Rows from a box labeling dataset

"""

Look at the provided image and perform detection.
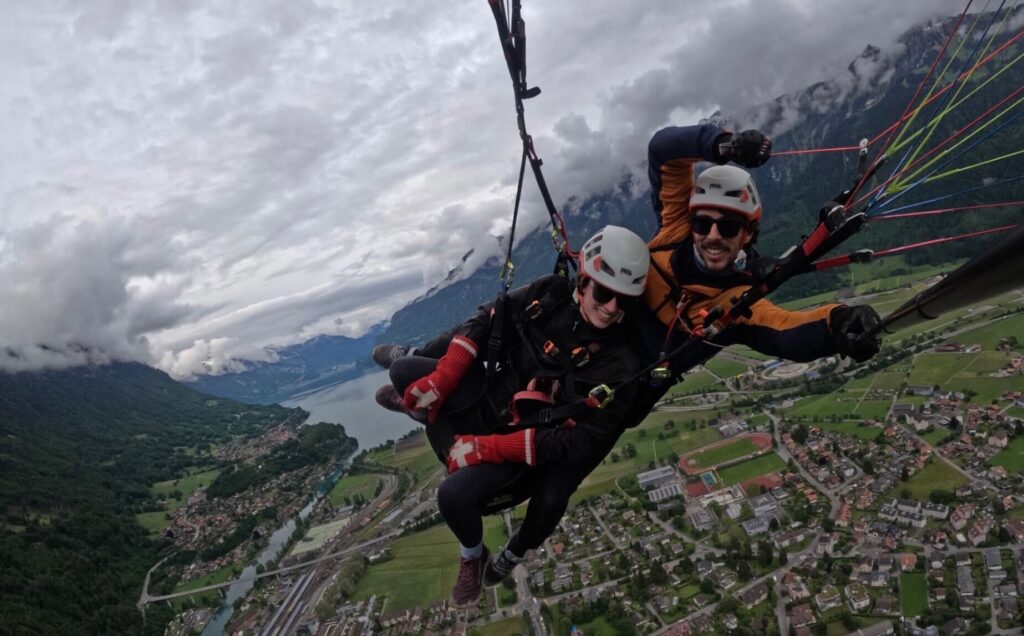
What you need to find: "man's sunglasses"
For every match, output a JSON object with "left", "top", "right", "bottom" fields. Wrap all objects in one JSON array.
[
  {"left": 690, "top": 215, "right": 746, "bottom": 239},
  {"left": 590, "top": 279, "right": 636, "bottom": 308}
]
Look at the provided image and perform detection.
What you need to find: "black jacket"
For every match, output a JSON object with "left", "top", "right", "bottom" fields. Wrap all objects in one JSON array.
[{"left": 424, "top": 275, "right": 640, "bottom": 463}]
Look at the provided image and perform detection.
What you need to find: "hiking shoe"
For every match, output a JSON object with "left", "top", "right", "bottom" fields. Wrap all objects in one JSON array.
[
  {"left": 452, "top": 546, "right": 490, "bottom": 607},
  {"left": 374, "top": 384, "right": 408, "bottom": 413},
  {"left": 483, "top": 550, "right": 519, "bottom": 587},
  {"left": 370, "top": 344, "right": 414, "bottom": 369}
]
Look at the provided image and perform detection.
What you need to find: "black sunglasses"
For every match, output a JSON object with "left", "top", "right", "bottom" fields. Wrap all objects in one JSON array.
[
  {"left": 591, "top": 279, "right": 636, "bottom": 308},
  {"left": 690, "top": 215, "right": 746, "bottom": 239}
]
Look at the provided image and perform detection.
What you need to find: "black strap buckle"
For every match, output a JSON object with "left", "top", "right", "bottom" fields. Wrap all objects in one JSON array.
[
  {"left": 586, "top": 384, "right": 615, "bottom": 409},
  {"left": 569, "top": 346, "right": 590, "bottom": 367}
]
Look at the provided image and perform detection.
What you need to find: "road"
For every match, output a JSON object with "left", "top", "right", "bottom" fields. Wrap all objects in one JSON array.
[
  {"left": 765, "top": 411, "right": 840, "bottom": 519},
  {"left": 138, "top": 531, "right": 401, "bottom": 605}
]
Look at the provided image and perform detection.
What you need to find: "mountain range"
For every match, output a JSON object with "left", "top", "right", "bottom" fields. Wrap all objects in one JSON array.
[{"left": 191, "top": 9, "right": 1024, "bottom": 404}]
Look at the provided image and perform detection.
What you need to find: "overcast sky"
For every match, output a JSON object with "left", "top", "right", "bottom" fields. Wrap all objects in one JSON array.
[{"left": 0, "top": 0, "right": 963, "bottom": 377}]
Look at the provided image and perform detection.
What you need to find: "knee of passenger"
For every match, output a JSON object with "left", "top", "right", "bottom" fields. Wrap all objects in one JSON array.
[{"left": 437, "top": 479, "right": 459, "bottom": 516}]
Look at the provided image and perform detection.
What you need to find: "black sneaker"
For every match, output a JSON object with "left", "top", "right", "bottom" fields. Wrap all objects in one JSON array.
[
  {"left": 452, "top": 547, "right": 490, "bottom": 607},
  {"left": 374, "top": 384, "right": 408, "bottom": 413},
  {"left": 483, "top": 550, "right": 519, "bottom": 587},
  {"left": 370, "top": 344, "right": 414, "bottom": 369}
]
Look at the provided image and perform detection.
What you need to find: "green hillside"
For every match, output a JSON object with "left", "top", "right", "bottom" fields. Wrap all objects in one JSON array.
[{"left": 0, "top": 364, "right": 306, "bottom": 634}]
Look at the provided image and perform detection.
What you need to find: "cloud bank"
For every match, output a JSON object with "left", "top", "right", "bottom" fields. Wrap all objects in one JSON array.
[{"left": 0, "top": 0, "right": 962, "bottom": 377}]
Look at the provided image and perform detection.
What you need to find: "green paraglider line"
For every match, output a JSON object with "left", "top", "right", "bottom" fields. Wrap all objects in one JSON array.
[
  {"left": 887, "top": 0, "right": 991, "bottom": 157},
  {"left": 890, "top": 0, "right": 1016, "bottom": 176},
  {"left": 892, "top": 45, "right": 1024, "bottom": 160},
  {"left": 889, "top": 0, "right": 1016, "bottom": 192},
  {"left": 887, "top": 86, "right": 1024, "bottom": 194}
]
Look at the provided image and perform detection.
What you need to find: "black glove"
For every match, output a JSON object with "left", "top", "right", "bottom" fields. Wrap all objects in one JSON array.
[
  {"left": 718, "top": 130, "right": 771, "bottom": 168},
  {"left": 828, "top": 305, "right": 882, "bottom": 363}
]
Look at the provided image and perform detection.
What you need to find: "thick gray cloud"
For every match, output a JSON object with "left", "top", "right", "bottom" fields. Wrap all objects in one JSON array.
[{"left": 0, "top": 0, "right": 962, "bottom": 377}]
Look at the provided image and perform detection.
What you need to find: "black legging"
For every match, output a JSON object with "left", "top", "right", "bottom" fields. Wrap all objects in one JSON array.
[
  {"left": 390, "top": 355, "right": 603, "bottom": 556},
  {"left": 437, "top": 459, "right": 600, "bottom": 556}
]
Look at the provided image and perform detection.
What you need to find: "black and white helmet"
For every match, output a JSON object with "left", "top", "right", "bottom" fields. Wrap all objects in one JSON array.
[{"left": 580, "top": 225, "right": 650, "bottom": 296}]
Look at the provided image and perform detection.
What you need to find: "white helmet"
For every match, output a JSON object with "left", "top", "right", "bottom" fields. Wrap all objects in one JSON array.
[
  {"left": 580, "top": 225, "right": 650, "bottom": 296},
  {"left": 690, "top": 166, "right": 761, "bottom": 221}
]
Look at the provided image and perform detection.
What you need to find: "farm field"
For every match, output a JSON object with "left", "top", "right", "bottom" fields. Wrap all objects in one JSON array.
[
  {"left": 666, "top": 367, "right": 725, "bottom": 398},
  {"left": 687, "top": 439, "right": 758, "bottom": 468},
  {"left": 290, "top": 518, "right": 349, "bottom": 556},
  {"left": 150, "top": 468, "right": 220, "bottom": 507},
  {"left": 899, "top": 573, "right": 928, "bottom": 617},
  {"left": 988, "top": 437, "right": 1024, "bottom": 474},
  {"left": 950, "top": 315, "right": 1024, "bottom": 351},
  {"left": 717, "top": 453, "right": 785, "bottom": 485},
  {"left": 352, "top": 516, "right": 501, "bottom": 606},
  {"left": 570, "top": 423, "right": 721, "bottom": 503},
  {"left": 328, "top": 474, "right": 380, "bottom": 507},
  {"left": 893, "top": 459, "right": 967, "bottom": 501},
  {"left": 135, "top": 468, "right": 220, "bottom": 538},
  {"left": 853, "top": 399, "right": 893, "bottom": 420},
  {"left": 171, "top": 565, "right": 241, "bottom": 611}
]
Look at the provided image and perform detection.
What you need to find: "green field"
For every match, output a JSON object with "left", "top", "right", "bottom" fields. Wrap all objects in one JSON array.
[
  {"left": 864, "top": 371, "right": 906, "bottom": 391},
  {"left": 687, "top": 438, "right": 758, "bottom": 468},
  {"left": 853, "top": 399, "right": 893, "bottom": 420},
  {"left": 364, "top": 434, "right": 442, "bottom": 483},
  {"left": 150, "top": 468, "right": 220, "bottom": 503},
  {"left": 135, "top": 467, "right": 220, "bottom": 537},
  {"left": 782, "top": 392, "right": 874, "bottom": 422},
  {"left": 352, "top": 516, "right": 501, "bottom": 611},
  {"left": 907, "top": 353, "right": 978, "bottom": 380},
  {"left": 666, "top": 367, "right": 725, "bottom": 398},
  {"left": 899, "top": 573, "right": 928, "bottom": 617},
  {"left": 171, "top": 565, "right": 242, "bottom": 611},
  {"left": 467, "top": 617, "right": 529, "bottom": 636},
  {"left": 571, "top": 423, "right": 721, "bottom": 502},
  {"left": 953, "top": 315, "right": 1024, "bottom": 351},
  {"left": 813, "top": 421, "right": 883, "bottom": 441},
  {"left": 328, "top": 474, "right": 380, "bottom": 506},
  {"left": 922, "top": 426, "right": 949, "bottom": 447},
  {"left": 894, "top": 459, "right": 967, "bottom": 501},
  {"left": 135, "top": 508, "right": 174, "bottom": 537},
  {"left": 717, "top": 453, "right": 785, "bottom": 485},
  {"left": 705, "top": 357, "right": 750, "bottom": 378},
  {"left": 988, "top": 437, "right": 1024, "bottom": 475}
]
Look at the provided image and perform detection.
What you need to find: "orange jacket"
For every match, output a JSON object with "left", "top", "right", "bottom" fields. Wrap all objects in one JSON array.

"""

## [Your task]
Count the lines in the items above that contain the string "sunglasses". Give only the number.

## [The reply]
2